• [What you have to do]:
Using the passage on Hwang Young-cho, answer these questions:
1. In what city was Hwang born?
2. How many runners were still in the leading group at the halfway mark of the Barcelona Olympic marathon?
3. Which South Korean athlete won the silver medal in the marathon at the 1996 Summer Olympics?

Hwang Young-cho (born 22 March 1970) is a former South Korean athlete, winner of the marathon race at the 1992 Summer Olympics and 1994 Asian Games.

Career

Born in Samcheok, South Korea, Hwang was a promising track athlete in his junior years, but after his first marathon in 1991, which he won, decided to specialize in marathon.

The Barcelona Olympic marathon was only fourth of his career. He had won two and placed second in his three previous marathon competitions. In Barcelona, Hwang was in the leading pack from the start, but in a slowly run race, this group still numbered thirty runners at the halfway mark. However, runners gradually lost contact with the leaders in the second half of the race, until at 35 km, only Hwang and Kōichi Morishita from Japan remained. They had quite a memorable struggle, until Hwang broke free after 40 km to win a gold medal.

Hwang raced sparingly after Barcelona, and he retired after injury prevented him from representing South Korea in the 1996 Olympics.

Hwang was depicted on the 2006 Berlin Marathon medal to commemorate his victory in the 1992 Olympic marathon event.

South Koreans' Olympic marathon medals
Hwang has been one of two Korean athletes to win the Olympic marathon. The other winner was Sohn Kee-chung. Hwang's contemporary South Korean athlete Lee Bong-Ju won the silver medal in the marathon at the 1996 Summer Olympics held in Atlanta, and Nam Sung-yong won the bronze medal at the 1936 Summer Olympics in Berlin at the same race that Sohn Kee-chung won.

• [Dataset extract]:
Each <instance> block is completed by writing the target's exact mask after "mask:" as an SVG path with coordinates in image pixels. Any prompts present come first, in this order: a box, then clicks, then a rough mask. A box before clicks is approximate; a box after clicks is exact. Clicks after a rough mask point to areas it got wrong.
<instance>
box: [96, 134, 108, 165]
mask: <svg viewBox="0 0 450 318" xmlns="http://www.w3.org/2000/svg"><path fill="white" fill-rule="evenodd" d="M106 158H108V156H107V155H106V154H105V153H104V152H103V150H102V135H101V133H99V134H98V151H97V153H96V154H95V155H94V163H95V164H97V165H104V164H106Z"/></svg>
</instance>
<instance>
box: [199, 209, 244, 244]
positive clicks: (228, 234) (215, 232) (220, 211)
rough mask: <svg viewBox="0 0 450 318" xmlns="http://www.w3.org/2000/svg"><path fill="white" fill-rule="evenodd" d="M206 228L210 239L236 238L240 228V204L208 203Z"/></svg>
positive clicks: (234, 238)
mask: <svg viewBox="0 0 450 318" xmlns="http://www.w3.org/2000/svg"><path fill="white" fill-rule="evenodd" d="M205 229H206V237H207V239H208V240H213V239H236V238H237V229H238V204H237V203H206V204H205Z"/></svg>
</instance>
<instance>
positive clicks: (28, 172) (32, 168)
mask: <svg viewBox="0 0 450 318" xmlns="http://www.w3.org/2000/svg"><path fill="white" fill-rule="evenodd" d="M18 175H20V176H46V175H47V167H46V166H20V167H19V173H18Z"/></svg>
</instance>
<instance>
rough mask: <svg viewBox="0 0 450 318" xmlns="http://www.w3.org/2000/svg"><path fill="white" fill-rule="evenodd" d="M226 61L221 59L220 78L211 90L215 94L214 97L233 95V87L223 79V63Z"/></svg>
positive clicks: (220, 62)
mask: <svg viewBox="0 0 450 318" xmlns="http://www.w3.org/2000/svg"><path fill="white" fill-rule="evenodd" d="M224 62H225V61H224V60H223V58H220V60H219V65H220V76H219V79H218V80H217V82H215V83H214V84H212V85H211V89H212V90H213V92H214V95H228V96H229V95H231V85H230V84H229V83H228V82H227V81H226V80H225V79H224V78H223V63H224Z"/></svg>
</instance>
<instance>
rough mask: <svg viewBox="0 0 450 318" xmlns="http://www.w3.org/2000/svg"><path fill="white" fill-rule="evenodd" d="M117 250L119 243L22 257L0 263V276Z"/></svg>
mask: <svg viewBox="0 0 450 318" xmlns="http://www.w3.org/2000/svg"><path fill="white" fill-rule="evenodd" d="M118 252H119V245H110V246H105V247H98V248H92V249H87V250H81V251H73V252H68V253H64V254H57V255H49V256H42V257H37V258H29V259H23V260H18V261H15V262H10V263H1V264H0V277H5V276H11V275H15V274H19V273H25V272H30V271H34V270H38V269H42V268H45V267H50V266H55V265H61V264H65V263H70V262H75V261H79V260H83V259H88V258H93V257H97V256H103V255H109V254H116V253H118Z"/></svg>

...

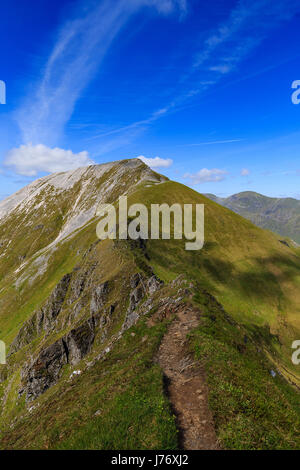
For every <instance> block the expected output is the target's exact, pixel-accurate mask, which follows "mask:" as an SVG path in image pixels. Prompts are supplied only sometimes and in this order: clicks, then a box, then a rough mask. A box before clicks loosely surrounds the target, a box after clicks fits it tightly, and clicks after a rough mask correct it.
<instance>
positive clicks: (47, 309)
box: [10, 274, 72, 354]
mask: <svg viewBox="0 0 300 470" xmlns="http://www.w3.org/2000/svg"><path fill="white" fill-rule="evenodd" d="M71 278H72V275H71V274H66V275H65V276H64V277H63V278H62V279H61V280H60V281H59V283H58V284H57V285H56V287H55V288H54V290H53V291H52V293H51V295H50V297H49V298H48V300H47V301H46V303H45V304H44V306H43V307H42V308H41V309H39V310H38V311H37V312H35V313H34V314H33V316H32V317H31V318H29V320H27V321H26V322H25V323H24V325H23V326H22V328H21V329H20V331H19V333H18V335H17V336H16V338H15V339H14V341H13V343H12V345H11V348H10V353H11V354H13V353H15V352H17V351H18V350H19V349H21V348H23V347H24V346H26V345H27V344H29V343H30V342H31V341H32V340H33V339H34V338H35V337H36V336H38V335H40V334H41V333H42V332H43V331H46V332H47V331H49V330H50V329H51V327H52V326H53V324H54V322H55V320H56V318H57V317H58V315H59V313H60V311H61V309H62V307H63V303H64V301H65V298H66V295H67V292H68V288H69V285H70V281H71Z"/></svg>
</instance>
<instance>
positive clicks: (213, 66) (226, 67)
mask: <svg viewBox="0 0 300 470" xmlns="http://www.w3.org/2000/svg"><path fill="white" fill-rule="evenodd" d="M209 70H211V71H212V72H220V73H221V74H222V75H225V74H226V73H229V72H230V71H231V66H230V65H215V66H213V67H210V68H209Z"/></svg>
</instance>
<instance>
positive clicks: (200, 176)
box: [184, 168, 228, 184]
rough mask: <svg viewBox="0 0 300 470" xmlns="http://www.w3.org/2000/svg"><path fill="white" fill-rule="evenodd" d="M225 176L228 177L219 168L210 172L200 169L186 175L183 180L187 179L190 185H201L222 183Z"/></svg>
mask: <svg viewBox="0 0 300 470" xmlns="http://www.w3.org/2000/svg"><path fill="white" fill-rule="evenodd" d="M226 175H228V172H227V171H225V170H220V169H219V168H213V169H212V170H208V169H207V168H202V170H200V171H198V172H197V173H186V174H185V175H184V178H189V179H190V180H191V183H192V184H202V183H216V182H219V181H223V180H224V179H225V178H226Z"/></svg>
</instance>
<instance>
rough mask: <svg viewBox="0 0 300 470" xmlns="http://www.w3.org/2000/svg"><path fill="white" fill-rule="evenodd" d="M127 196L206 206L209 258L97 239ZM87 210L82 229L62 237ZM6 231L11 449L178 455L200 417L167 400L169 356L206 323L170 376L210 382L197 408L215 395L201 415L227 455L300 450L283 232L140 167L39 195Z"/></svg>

• [Your response]:
1. Samcheok, South Korea
2. Thirty
3. Lee Bong-Ju